**Document passage**
Let's figure out what datastreams are available:

curl http://localhost:8000/api/odmx/v3/sampling_feature_timeseries_datastreams\?variable_id=1\&_cols=sampling_feature_id
[12,18,25,30,35]
Inspect the first datastream
curl http://localhost:8000/api/odmx/v3/datastreams/35 | python -m json.tool
{
    "sampling_feature_id": 7,
    "datastream_type": "physicalsensor",
    "variable_id": 1,
    "units_id": 265,
    "datastream_tablename": "snotel_680_co_sntl_temperature[degf]_meas",
    "datastream_id": 35,
    "datastream_uuid": "98136efb-abba-43db-9776-d755b7fb6f40",
    "equipment_id": 8,
    "datastream_database": "datastream",
    "first_measurement_date": "2003-07-15T20:00:00",
    "last_measurement_date": "2023-05-14T13:00:00",
    "total_measurement_numbers": 147010,
    "datastream_attribute": "{\"sensor_elevation\": 0.0, \"sensor_elevation_units\": \"meter\", \"instrument\": \"unknown sensor\"}",
    "datastream_access_level": null,
    "datastream_source_category": null,
    "datastream_classifier": null
}
Inspect associated sampling feature
curl http://localhost:8000/api/odmx/v3/sampling_features/7 | python -m json.tool
{
    "sampling_feature_uuid": "dc6b5fc5-38c8-4eca-9b12-3c7e537fee62",
    "sampling_feature_type_cv": "site",
    "sampling_feature_code": "NRCS-680",
    "sampling_feature_id": 7,
    "sampling_feature_name": "snotel_park_cone",
    "sampling_feature_description": "NRCS SNOTEL station. See: https://wcc.sc.egov.usda.gov/nwcc/site?sitenum=680",
    "sampling_feature_geotype_cv": "point",
    "feature_geometry": "0101000000295C8FC2F5684340E09C11A5BDA55AC0",
    "feature_geometry_wkt": "POINT(38.82 -106.5897)",
    "elevation_m": 2923.57,
    "elevation_datum_cv": "NAVD88",
    "latitude": 38.82,
    "longitude": -106.5897,
    "epsg": null
}

So we can see that this is public snotel data from a site in colorado.

Let's look at its air temperature data

Query all the data from the datastream (this can be a lot of data)

**Material provided**
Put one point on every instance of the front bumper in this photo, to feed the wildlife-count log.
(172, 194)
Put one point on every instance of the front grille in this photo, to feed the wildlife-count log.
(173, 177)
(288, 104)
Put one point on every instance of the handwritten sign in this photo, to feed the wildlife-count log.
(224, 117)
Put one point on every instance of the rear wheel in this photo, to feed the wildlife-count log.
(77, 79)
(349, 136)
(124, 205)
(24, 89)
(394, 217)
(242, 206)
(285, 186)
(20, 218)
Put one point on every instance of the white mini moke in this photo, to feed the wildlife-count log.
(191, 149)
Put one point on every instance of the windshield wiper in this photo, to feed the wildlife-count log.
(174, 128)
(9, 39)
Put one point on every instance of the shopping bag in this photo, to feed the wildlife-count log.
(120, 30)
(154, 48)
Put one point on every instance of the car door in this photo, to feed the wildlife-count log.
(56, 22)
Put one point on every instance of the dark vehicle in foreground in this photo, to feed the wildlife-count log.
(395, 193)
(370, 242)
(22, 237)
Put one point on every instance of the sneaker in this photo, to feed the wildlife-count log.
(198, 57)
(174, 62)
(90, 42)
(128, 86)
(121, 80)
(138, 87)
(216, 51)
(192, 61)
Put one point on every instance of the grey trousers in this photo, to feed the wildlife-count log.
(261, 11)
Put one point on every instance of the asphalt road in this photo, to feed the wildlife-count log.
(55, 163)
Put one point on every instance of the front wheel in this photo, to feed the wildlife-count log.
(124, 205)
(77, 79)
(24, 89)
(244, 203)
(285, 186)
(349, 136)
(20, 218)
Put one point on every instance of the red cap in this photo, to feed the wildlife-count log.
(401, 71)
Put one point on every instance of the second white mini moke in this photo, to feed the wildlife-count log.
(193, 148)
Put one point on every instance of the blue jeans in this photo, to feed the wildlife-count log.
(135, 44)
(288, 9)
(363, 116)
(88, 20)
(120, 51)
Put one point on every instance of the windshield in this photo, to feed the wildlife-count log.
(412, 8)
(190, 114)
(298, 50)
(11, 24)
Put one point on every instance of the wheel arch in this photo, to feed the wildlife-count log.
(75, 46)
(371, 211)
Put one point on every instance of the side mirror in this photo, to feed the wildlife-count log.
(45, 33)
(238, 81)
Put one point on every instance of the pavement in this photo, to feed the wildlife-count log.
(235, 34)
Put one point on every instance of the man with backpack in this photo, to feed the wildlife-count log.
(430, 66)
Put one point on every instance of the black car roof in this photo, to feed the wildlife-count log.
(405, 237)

--

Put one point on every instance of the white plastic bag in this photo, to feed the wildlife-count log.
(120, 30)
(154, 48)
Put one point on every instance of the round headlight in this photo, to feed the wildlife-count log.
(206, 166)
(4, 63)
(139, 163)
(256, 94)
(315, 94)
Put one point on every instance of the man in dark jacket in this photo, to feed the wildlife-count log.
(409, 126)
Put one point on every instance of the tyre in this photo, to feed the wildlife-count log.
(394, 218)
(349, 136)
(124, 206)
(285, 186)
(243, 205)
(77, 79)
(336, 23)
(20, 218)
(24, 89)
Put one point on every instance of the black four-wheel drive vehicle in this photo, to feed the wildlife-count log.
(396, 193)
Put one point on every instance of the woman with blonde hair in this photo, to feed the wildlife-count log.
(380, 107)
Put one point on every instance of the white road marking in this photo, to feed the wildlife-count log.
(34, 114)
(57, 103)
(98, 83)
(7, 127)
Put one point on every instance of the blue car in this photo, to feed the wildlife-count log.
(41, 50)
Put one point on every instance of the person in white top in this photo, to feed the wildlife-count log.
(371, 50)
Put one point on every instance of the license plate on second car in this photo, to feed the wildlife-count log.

**Problems**
**1.** In the ODMX API walkthrough, what elevation in meters does it give for the sampling feature with id 7?
**2.** Does each statement agree with the ODMX API walkthrough? Answer yes or no for each, and quote the words from the walkthrough that decide it.
(a) The walkthrough warns that querying all the data from the datastream may return a large amount.
(b) The data is described as public SNOTEL data.
(c) The site is located in Utah.
**3.** Write the next part of the ODMX API walkthrough, picking up after its last line.

**Results for the exercise**
**1.** 2923.57

**2.**
(a) Yes: "this can be a lot of data"
(b) Yes: "this is public snotel data"
(c) No: "from a site in colorado"

**3.**
If you're feeling up to it, pull all the data

curl http://localhost:8000/api/odmx/v3/datastream_data/35 | python -m json.tool
    ],
    [
        "2023-05-15T01:00:00",
        8.6,
        "z"
    ],
    [
        "2023-05-15T02:00:00",
        6.5,
        "z"
    ],
    [
        "2023-05-15T03:00:00",
        6.7,
        "z"
    ],
    [
        "2023-05-15T04:00:00",
        5.4,
        "z"
    ]
]

The standard data return is the following

  • Timestamp in UTC (see below for timezone information
  • The data value
  • The qa/qc flag
qa/qc flags

qa/qc flags set on data after going through a qa/qc process.

You can query the flags under cv_quality_code

curl http://localhost:8000/api/odmx/v3/cv_quality_code | python -m json.tool
[
    {
        "term": "NaN",
        "name": "Not a Number",
        "definition": "Data reported as not a number.",
        "qa_flag": "c",
        "category": null,
        "provenance": null,
        "provenance_uri": null,
        "note": null
    },
    ...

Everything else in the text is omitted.